What is being asked:
Reproduce the records below with "small stone" swapped for "pebble" everywhere, keeping every other detail the same, and omit the pictures from your answer.

Records from a dataset:
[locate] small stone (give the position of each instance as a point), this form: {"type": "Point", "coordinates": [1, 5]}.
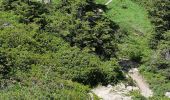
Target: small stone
{"type": "Point", "coordinates": [167, 94]}
{"type": "Point", "coordinates": [129, 88]}
{"type": "Point", "coordinates": [135, 88]}
{"type": "Point", "coordinates": [109, 86]}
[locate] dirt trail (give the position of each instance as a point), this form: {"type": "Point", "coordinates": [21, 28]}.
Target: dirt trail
{"type": "Point", "coordinates": [107, 93]}
{"type": "Point", "coordinates": [140, 82]}
{"type": "Point", "coordinates": [108, 2]}
{"type": "Point", "coordinates": [120, 91]}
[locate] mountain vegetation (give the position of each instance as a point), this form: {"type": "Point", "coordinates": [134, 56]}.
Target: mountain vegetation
{"type": "Point", "coordinates": [60, 50]}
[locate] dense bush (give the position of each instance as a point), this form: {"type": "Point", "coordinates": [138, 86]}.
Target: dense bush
{"type": "Point", "coordinates": [38, 55]}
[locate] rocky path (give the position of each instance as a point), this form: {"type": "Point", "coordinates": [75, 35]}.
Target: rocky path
{"type": "Point", "coordinates": [109, 93]}
{"type": "Point", "coordinates": [140, 82]}
{"type": "Point", "coordinates": [120, 92]}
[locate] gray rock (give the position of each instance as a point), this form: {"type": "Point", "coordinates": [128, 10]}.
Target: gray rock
{"type": "Point", "coordinates": [129, 88]}
{"type": "Point", "coordinates": [167, 94]}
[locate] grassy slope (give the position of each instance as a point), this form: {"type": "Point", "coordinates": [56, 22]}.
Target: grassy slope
{"type": "Point", "coordinates": [133, 18]}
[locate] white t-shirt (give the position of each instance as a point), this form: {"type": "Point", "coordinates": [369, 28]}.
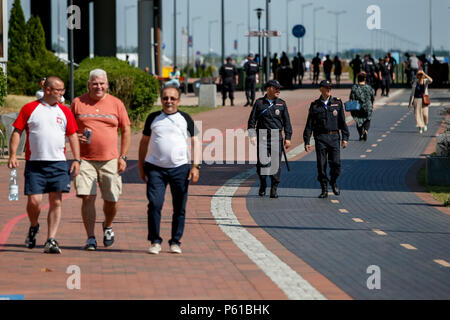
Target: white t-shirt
{"type": "Point", "coordinates": [47, 127]}
{"type": "Point", "coordinates": [169, 133]}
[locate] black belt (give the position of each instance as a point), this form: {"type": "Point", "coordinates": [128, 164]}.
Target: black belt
{"type": "Point", "coordinates": [328, 132]}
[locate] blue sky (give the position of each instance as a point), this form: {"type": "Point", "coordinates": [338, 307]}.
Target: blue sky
{"type": "Point", "coordinates": [408, 19]}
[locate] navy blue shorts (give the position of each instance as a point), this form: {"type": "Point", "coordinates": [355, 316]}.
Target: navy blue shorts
{"type": "Point", "coordinates": [46, 176]}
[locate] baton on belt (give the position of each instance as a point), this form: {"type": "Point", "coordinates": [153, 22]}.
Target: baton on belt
{"type": "Point", "coordinates": [285, 157]}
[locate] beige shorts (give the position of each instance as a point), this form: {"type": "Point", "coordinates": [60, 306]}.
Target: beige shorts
{"type": "Point", "coordinates": [102, 172]}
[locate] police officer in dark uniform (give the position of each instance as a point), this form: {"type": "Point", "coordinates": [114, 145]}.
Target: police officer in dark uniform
{"type": "Point", "coordinates": [228, 77]}
{"type": "Point", "coordinates": [325, 118]}
{"type": "Point", "coordinates": [270, 117]}
{"type": "Point", "coordinates": [251, 69]}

Written solution:
[locate] pebble (give the position of each instance as a point), this form: {"type": "Point", "coordinates": [1, 5]}.
Target: pebble
{"type": "Point", "coordinates": [167, 94]}
{"type": "Point", "coordinates": [129, 88]}
{"type": "Point", "coordinates": [135, 88]}
{"type": "Point", "coordinates": [109, 86]}
[locate] dirt trail (give the position of each instance as a point), this form: {"type": "Point", "coordinates": [21, 28]}.
Target: dirt trail
{"type": "Point", "coordinates": [107, 93]}
{"type": "Point", "coordinates": [140, 82]}
{"type": "Point", "coordinates": [108, 2]}
{"type": "Point", "coordinates": [120, 91]}
[locate] mountain vegetation (give the position of each instance as a point), this form: {"type": "Point", "coordinates": [134, 56]}.
Target: mountain vegetation
{"type": "Point", "coordinates": [60, 50]}
[locate] dense bush (give the position of each instance as a point), this form: {"type": "Point", "coordinates": [138, 86]}.
Target: dense bush
{"type": "Point", "coordinates": [38, 55]}
[locate] rocky path (give the position of each instance as a point), this form: {"type": "Point", "coordinates": [75, 35]}.
Target: rocky path
{"type": "Point", "coordinates": [109, 93]}
{"type": "Point", "coordinates": [140, 82]}
{"type": "Point", "coordinates": [120, 92]}
[locate] gray rock (give the position of each instance as a point), this form: {"type": "Point", "coordinates": [128, 10]}.
Target: gray rock
{"type": "Point", "coordinates": [129, 88]}
{"type": "Point", "coordinates": [167, 94]}
[locate] grassy slope (give the position of each instance as a point), this form: {"type": "Point", "coordinates": [56, 22]}.
Target: grassy slope
{"type": "Point", "coordinates": [133, 18]}
[locate] white t-shirt (give the position of each instance as a point), this form: {"type": "Point", "coordinates": [369, 28]}.
Target: white t-shirt
{"type": "Point", "coordinates": [47, 127]}
{"type": "Point", "coordinates": [169, 133]}
[locate] black belt (give the position of each instance as a point), this form: {"type": "Point", "coordinates": [128, 164]}.
Target: black belt
{"type": "Point", "coordinates": [328, 132]}
[locate] blue sky (give the position of each instance as a point), this form: {"type": "Point", "coordinates": [338, 307]}.
Target: blue sky
{"type": "Point", "coordinates": [408, 19]}
[locate] navy blue shorts (give the position of each instance as a point), this form: {"type": "Point", "coordinates": [355, 316]}.
Target: navy blue shorts
{"type": "Point", "coordinates": [46, 176]}
[locate] baton on belt (give the position of each instance as a point), this form: {"type": "Point", "coordinates": [153, 22]}.
Target: baton on belt
{"type": "Point", "coordinates": [285, 157]}
[locate] beige shorts (give the position of each instance as a point), this form: {"type": "Point", "coordinates": [60, 306]}.
Target: beige shorts
{"type": "Point", "coordinates": [102, 172]}
[locate] police officer in dark uniform (give the position of each instance as a point), this form: {"type": "Point", "coordinates": [114, 145]}.
Target: police officer in dark uniform
{"type": "Point", "coordinates": [228, 77]}
{"type": "Point", "coordinates": [325, 118]}
{"type": "Point", "coordinates": [270, 117]}
{"type": "Point", "coordinates": [251, 69]}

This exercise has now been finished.